Natural language region descriptions
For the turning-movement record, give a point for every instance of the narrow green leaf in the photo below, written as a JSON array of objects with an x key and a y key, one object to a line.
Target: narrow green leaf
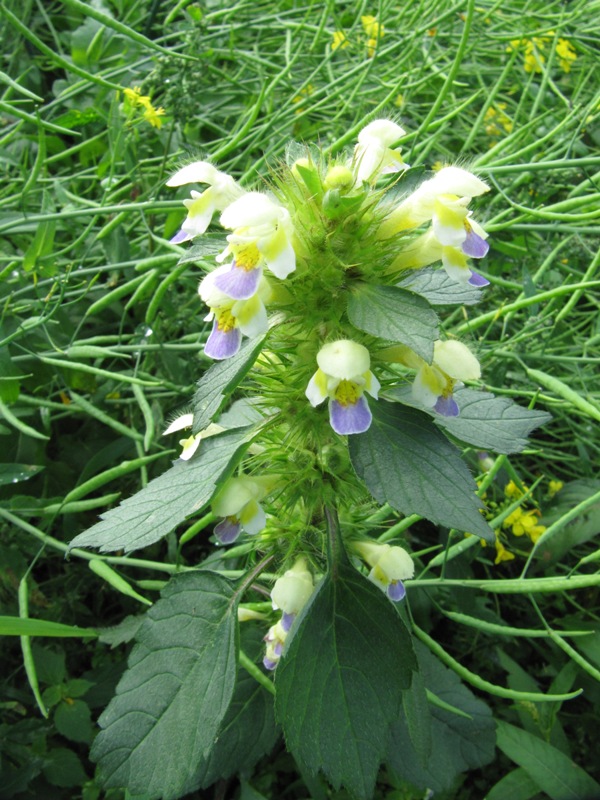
[
  {"x": 340, "y": 680},
  {"x": 219, "y": 381},
  {"x": 407, "y": 462},
  {"x": 157, "y": 509},
  {"x": 439, "y": 289},
  {"x": 173, "y": 697},
  {"x": 396, "y": 315},
  {"x": 458, "y": 743},
  {"x": 15, "y": 626},
  {"x": 552, "y": 770}
]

WORK REQUEST:
From the entries above, output every line exactly and omit any image.

YOUR SOLUTION:
For the turning-movement record, give a point for every instance of the narrow green leaf in the photo below, written as a JSON array of objects with an x key and a y key, one object to a line.
Target: narrow green leaf
[
  {"x": 340, "y": 680},
  {"x": 219, "y": 381},
  {"x": 407, "y": 462},
  {"x": 157, "y": 509},
  {"x": 439, "y": 289},
  {"x": 173, "y": 697},
  {"x": 396, "y": 315},
  {"x": 458, "y": 743},
  {"x": 15, "y": 626},
  {"x": 552, "y": 770}
]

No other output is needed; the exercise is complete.